EXERCISE REQUIREMENTS:
Reproduce the listing with every "sample output" changed to "example output" and everything else left unchanged. Leave the pictures out of your answer.

Rows from a segmentation dataset:
-- BEGIN --

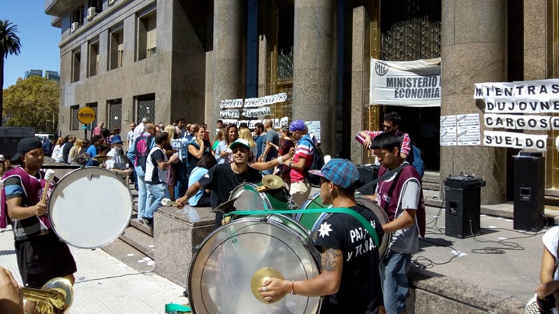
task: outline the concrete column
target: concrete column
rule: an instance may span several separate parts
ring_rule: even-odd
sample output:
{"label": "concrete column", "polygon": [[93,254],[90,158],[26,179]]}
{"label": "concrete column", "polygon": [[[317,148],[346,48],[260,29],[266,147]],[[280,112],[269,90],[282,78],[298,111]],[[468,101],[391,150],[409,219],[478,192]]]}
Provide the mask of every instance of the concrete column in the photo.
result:
{"label": "concrete column", "polygon": [[[505,3],[504,0],[442,1],[441,115],[479,113],[482,135],[484,104],[473,99],[474,84],[506,78]],[[442,147],[441,181],[460,172],[480,177],[486,181],[481,204],[502,203],[505,153],[505,149],[485,146]]]}
{"label": "concrete column", "polygon": [[295,0],[293,119],[320,121],[325,154],[335,156],[333,0]]}
{"label": "concrete column", "polygon": [[242,1],[214,1],[213,119],[207,121],[214,128],[219,119],[220,101],[244,98],[242,71]]}

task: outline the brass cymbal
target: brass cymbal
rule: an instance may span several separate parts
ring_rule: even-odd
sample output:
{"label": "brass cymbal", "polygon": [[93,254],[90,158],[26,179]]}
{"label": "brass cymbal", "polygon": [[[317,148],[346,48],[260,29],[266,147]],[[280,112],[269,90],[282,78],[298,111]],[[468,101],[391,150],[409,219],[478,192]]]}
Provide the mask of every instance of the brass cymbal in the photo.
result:
{"label": "brass cymbal", "polygon": [[252,291],[252,294],[254,295],[254,297],[256,298],[258,301],[266,304],[275,303],[280,301],[280,299],[277,299],[272,302],[268,302],[260,295],[260,292],[258,291],[258,288],[264,285],[264,281],[270,278],[277,278],[282,281],[285,280],[284,275],[282,275],[279,270],[270,267],[261,268],[257,270],[254,272],[254,274],[252,275],[252,278],[250,280],[250,290]]}
{"label": "brass cymbal", "polygon": [[284,180],[275,174],[266,174],[262,177],[262,184],[268,188],[280,188],[284,186]]}
{"label": "brass cymbal", "polygon": [[110,156],[96,156],[95,157],[92,157],[92,159],[95,159],[99,163],[103,163],[105,160],[110,160],[112,159],[112,157]]}

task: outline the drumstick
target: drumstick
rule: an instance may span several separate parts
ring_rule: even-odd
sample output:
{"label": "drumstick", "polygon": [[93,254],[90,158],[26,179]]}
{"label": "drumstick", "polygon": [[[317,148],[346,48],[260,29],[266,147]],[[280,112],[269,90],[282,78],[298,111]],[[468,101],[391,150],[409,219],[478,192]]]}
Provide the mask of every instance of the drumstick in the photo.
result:
{"label": "drumstick", "polygon": [[41,202],[47,204],[47,193],[48,192],[48,185],[52,179],[55,179],[55,170],[49,169],[45,174],[45,190],[43,191],[43,199]]}

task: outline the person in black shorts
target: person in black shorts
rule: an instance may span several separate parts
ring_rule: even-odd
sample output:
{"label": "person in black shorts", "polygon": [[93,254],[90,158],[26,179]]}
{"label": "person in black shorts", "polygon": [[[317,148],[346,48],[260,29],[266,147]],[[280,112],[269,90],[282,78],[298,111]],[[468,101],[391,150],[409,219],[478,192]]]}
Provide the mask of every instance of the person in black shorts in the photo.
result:
{"label": "person in black shorts", "polygon": [[[12,158],[22,166],[2,178],[6,202],[1,204],[0,226],[11,221],[23,285],[35,289],[56,277],[64,277],[73,284],[77,270],[69,248],[52,231],[45,215],[46,205],[41,202],[46,181],[39,169],[44,158],[41,141],[24,138]],[[36,302],[28,301],[26,313],[34,313],[36,306]]]}
{"label": "person in black shorts", "polygon": [[[377,216],[356,202],[355,190],[362,182],[354,164],[344,159],[332,159],[321,170],[311,171],[321,177],[320,197],[324,204],[356,211],[382,239],[382,225]],[[331,214],[321,222],[314,237],[314,246],[321,252],[321,274],[300,281],[268,279],[259,288],[260,295],[268,302],[276,301],[288,293],[326,296],[321,314],[383,313],[378,247],[359,220],[347,214]]]}
{"label": "person in black shorts", "polygon": [[[246,140],[238,139],[229,147],[233,151],[233,162],[215,165],[196,183],[190,186],[186,194],[178,198],[177,207],[182,208],[188,200],[194,196],[202,188],[211,190],[212,208],[216,208],[229,200],[231,191],[238,186],[249,182],[260,182],[262,174],[259,170],[263,170],[283,164],[293,157],[293,151],[266,163],[249,163],[252,160],[250,145]],[[280,161],[281,160],[281,161]],[[215,227],[222,225],[223,220],[222,211],[215,212]]]}

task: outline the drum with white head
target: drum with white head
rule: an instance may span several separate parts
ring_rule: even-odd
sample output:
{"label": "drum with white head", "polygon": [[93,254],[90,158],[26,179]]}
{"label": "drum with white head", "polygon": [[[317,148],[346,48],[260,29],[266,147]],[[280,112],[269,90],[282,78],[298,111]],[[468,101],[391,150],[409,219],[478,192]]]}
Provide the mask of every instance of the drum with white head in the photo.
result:
{"label": "drum with white head", "polygon": [[122,234],[132,216],[132,195],[114,172],[78,169],[62,177],[48,202],[52,230],[68,244],[95,248]]}

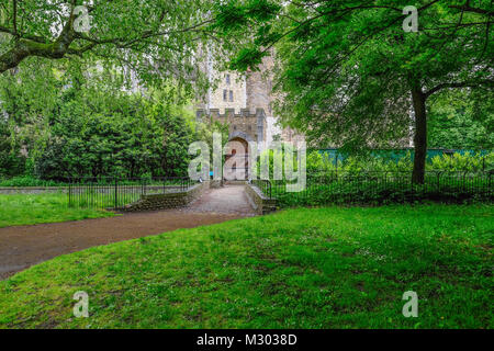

-- END --

RESULT BELOW:
task: outline the concrete column
target: concrete column
rule: an instance may span several separate parts
ring_rule: even-odd
example output:
{"label": "concrete column", "polygon": [[93,254],[90,158],[26,179]]}
{"label": "concrete column", "polygon": [[[317,148],[346,48],[260,29],[266,147]],[[280,112],[269,90],[282,78],[298,111]],[[468,101],[391,150],[409,219],[478,192]]]}
Provide the mask of every instance of the concrete column in the photo.
result:
{"label": "concrete column", "polygon": [[[505,3],[504,0],[442,1],[441,115],[479,113],[482,135],[484,104],[473,99],[474,84],[506,78]],[[442,147],[441,181],[460,172],[480,177],[486,181],[481,204],[502,203],[505,153],[505,149],[485,146]]]}
{"label": "concrete column", "polygon": [[295,0],[293,119],[320,121],[325,154],[335,156],[333,0]]}
{"label": "concrete column", "polygon": [[242,1],[214,1],[213,119],[207,121],[214,128],[219,119],[220,101],[244,98],[242,71]]}

task: outline the brass cymbal
target: brass cymbal
rule: an instance may span several separate parts
ring_rule: even-odd
example output:
{"label": "brass cymbal", "polygon": [[93,254],[90,158],[26,179]]}
{"label": "brass cymbal", "polygon": [[[317,148],[346,48],[260,29],[266,147]],[[280,112],[269,90],[282,78],[298,111]],[[468,101],[391,150],[409,219],[478,192]]]}
Provide the mask of every instance of the brass cymbal in the photo.
result:
{"label": "brass cymbal", "polygon": [[252,291],[252,294],[254,295],[254,297],[256,298],[258,301],[266,304],[275,303],[280,301],[280,299],[277,299],[272,302],[268,302],[260,295],[260,292],[258,291],[258,288],[264,285],[264,281],[270,278],[277,278],[282,281],[285,280],[284,275],[282,275],[279,270],[270,267],[261,268],[257,270],[254,272],[254,274],[252,275],[252,278],[250,280],[250,290]]}
{"label": "brass cymbal", "polygon": [[284,180],[275,174],[266,174],[262,177],[262,184],[268,188],[280,188],[284,186]]}
{"label": "brass cymbal", "polygon": [[110,156],[96,156],[95,157],[92,157],[92,159],[95,159],[99,163],[103,163],[105,160],[110,160],[112,159],[112,157]]}

task: outline the drumstick
target: drumstick
rule: an instance may span several separate parts
ring_rule: even-odd
example output:
{"label": "drumstick", "polygon": [[93,254],[90,158],[26,179]]}
{"label": "drumstick", "polygon": [[[317,148],[346,48],[260,29],[266,147]],[[280,112],[269,90],[282,78],[298,111]],[[468,101],[391,150],[409,219],[478,192]]]}
Provide the mask of every instance of the drumstick in the photo.
result:
{"label": "drumstick", "polygon": [[41,202],[47,204],[47,193],[48,192],[48,185],[52,179],[55,179],[55,170],[49,169],[45,174],[45,190],[43,191],[43,199]]}

task: outline the person in black shorts
target: person in black shorts
rule: an instance may span several separate parts
ring_rule: even-odd
example output:
{"label": "person in black shorts", "polygon": [[93,254],[90,158],[26,179]]}
{"label": "person in black shorts", "polygon": [[[317,148],[346,48],[260,29],[266,147]],[[280,112],[269,90],[282,78],[298,111]],[[468,101],[391,150],[409,219],[478,192]]]}
Provide the mask of every instance of the person in black shorts in the photo.
result:
{"label": "person in black shorts", "polygon": [[[12,158],[22,166],[2,178],[6,202],[1,204],[0,226],[11,221],[23,285],[35,289],[56,277],[64,277],[73,284],[77,270],[69,248],[52,231],[45,215],[46,205],[41,202],[46,181],[39,169],[44,158],[41,141],[24,138]],[[36,302],[28,301],[26,313],[34,313],[36,306]]]}
{"label": "person in black shorts", "polygon": [[[377,216],[356,202],[355,190],[362,182],[354,164],[344,159],[332,159],[321,170],[311,171],[321,177],[320,197],[324,204],[356,211],[382,239],[382,225]],[[331,214],[321,222],[314,237],[314,246],[321,252],[321,274],[300,281],[268,279],[259,288],[260,295],[268,302],[276,301],[288,293],[326,296],[321,314],[383,313],[378,247],[359,220],[347,214]]]}
{"label": "person in black shorts", "polygon": [[[246,140],[238,139],[229,147],[233,151],[233,162],[215,165],[196,183],[190,186],[186,194],[178,198],[177,207],[182,208],[188,200],[194,196],[202,188],[211,190],[212,208],[216,208],[229,200],[231,191],[238,186],[249,182],[260,182],[262,174],[259,170],[263,170],[283,164],[293,157],[293,151],[266,163],[249,163],[252,160],[250,145]],[[280,161],[281,160],[281,161]],[[215,227],[222,225],[223,220],[222,211],[215,212]]]}

task: outline the drum with white head
target: drum with white head
rule: an instance may span several separate parts
ring_rule: even-odd
example output:
{"label": "drum with white head", "polygon": [[93,254],[90,158],[26,179]]}
{"label": "drum with white head", "polygon": [[[317,148],[346,48],[260,29],[266,147]],[[280,112],[269,90],[282,78],[298,111]],[[468,101],[391,150],[409,219],[478,192]]]}
Provide the mask of every instance of the drum with white head in the photo.
result:
{"label": "drum with white head", "polygon": [[122,234],[132,216],[132,195],[114,172],[78,169],[62,177],[48,202],[52,230],[68,244],[95,248]]}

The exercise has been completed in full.